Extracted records
┄┄┄┄┄┄┄┄┄┄

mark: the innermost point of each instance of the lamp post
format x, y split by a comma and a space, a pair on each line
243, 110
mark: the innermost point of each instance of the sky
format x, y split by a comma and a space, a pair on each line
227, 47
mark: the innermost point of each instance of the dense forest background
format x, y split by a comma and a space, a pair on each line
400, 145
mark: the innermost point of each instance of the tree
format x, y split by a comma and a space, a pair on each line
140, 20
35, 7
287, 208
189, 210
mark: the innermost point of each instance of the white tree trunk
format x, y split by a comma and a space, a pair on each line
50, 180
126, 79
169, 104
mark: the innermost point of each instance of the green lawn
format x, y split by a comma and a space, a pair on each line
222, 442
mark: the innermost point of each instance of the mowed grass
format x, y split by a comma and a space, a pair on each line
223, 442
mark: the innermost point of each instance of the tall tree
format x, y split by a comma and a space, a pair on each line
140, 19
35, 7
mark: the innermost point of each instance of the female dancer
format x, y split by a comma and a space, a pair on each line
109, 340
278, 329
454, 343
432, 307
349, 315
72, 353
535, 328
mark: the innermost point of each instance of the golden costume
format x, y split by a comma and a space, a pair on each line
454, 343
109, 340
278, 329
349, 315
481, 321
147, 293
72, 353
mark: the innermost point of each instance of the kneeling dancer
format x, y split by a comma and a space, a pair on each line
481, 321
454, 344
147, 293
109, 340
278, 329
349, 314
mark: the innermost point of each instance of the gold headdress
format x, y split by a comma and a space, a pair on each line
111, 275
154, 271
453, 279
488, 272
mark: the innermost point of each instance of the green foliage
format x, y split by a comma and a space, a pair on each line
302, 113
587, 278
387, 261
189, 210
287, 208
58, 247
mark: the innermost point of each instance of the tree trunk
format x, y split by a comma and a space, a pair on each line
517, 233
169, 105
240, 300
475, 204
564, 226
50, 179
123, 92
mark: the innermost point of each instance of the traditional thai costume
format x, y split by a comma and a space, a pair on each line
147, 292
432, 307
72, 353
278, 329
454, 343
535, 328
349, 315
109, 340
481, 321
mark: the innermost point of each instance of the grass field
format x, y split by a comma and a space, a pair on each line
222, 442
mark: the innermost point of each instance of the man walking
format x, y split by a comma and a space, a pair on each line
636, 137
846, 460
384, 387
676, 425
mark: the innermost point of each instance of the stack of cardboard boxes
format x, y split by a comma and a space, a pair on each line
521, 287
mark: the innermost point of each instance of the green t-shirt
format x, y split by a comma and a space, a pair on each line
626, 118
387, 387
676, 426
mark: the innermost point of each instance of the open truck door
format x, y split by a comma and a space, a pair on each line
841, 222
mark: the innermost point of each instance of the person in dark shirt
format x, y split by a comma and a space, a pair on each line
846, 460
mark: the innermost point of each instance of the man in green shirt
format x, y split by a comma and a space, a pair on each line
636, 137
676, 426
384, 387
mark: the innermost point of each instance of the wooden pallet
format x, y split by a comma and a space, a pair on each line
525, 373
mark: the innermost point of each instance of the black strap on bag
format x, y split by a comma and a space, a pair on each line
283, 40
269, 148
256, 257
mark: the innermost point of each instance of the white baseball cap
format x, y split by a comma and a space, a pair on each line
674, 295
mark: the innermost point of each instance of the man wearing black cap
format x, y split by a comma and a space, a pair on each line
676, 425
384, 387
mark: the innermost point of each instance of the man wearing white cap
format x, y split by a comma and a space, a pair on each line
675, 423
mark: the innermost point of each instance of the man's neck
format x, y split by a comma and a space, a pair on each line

┄┄┄┄┄┄┄┄┄┄

- [Task statement]:
Duplicate every line of the records above, keeping each one the same as it appears.

- [Written response]:
mark: the innermost point of each instance of the lamp post
format x, y split by a comma and a space, a pair on each line
243, 110
mark: the innermost point of each instance of the sky
format x, y split by a comma and a space, a pair on each line
227, 47
mark: the innermost point of each instance of the dense forest background
format x, y split by a comma and a space, a pair on each line
400, 145
mark: the innermost point of each instance of the tree
format x, y split by a comma and a space, a pair on each line
140, 20
35, 7
287, 208
189, 210
mark: the innermost point of each instance of the white tree trunk
format x, y split by a comma and a space, a pair on each line
50, 180
126, 79
169, 104
mark: the innermost point of each instance of the green lawn
format x, y split by a comma and a space, a pair on each line
222, 442
mark: the innermost point of each instance of the mowed grass
format x, y split by a comma and a space, a pair on each line
223, 442
mark: the innermost point of each instance of the tall tree
format x, y split by a comma and a space, a pair on each line
140, 19
35, 7
mark: the innermost point of each instance of the female dancer
format x, y split by a comma and a space, a pair on each line
109, 340
278, 329
454, 343
432, 307
349, 315
72, 353
535, 328
mark: the innermost point of each instance of the golden costume
format x, y split by a comma and a space, a pair on each line
454, 343
109, 340
278, 329
349, 315
481, 321
147, 293
72, 353
mark: the innermost point of each instance of the kneeling dancer
format x, y split by a comma and a space, a pair on each line
481, 321
454, 344
147, 293
109, 340
278, 329
349, 314
mark: the innermost point of each instance of the gold headdress
format x, y split by a comma and a space, a pair on each line
111, 275
154, 271
453, 279
488, 272
mark: the innermost point of each instance of the green foliage
format x, y split by a comma and a space, a pair on each line
302, 113
587, 278
387, 261
189, 210
287, 208
58, 247
mark: the innermost point of each instance of the tree trunk
format x, y split by a comma and a space, a pair on each line
517, 233
169, 105
240, 300
475, 204
564, 226
50, 179
123, 92
mark: the innermost point of each instance of the traditional thai costume
format x, y split by a comma and a space, a pair on each line
147, 292
432, 307
72, 353
278, 329
454, 343
535, 328
349, 315
109, 340
481, 321
mark: the innermost point of each instance of the grass field
format x, y split by a comma and a space, a pair on each line
222, 442
mark: the innermost point of each instance of the man walking
format x, y split by a comma and a space, a pair on each line
636, 137
846, 460
384, 387
676, 425
mark: the innermost point of each instance of the stack of cardboard boxes
format x, y split by a comma and a space, a pair on each line
521, 287
mark: the innermost point of each instance of the green t-shirt
format x, y split by a comma and a space, a pair on each line
626, 118
387, 387
676, 426
mark: the innermost point of each instance of the open truck door
format x, y split by a comma and a space, a pair on each line
841, 222
mark: the innermost point of each instance of the person in dark shirt
format x, y split by a comma and a space, a pair on each line
846, 460
mark: the innermost point of each instance of the man in green shirt
format x, y split by a comma and a space, a pair on each line
636, 137
676, 426
384, 387
mark: the innermost point of each instance of the wooden pallet
format x, y split by a comma and a space, a pair on each line
525, 373
mark: the innermost point of each instance of the black strap on bag
format x, y split by a comma and a space, a pair on each line
283, 40
269, 148
256, 257
mark: the innermost point of each instance of the white baseball cap
format x, y split by a comma and a space, a pair on each line
674, 295
mark: the innermost point of each instance of the man wearing black cap
format x, y split by a comma and a space, a pair on each line
676, 425
384, 387
mark: the innermost point of each instance of the man wearing white cap
format x, y split by a comma and a space, a pair on each line
675, 423
mark: the innermost point of each instance of the man's neck
format x, y split by a comma and a space, a pair on each line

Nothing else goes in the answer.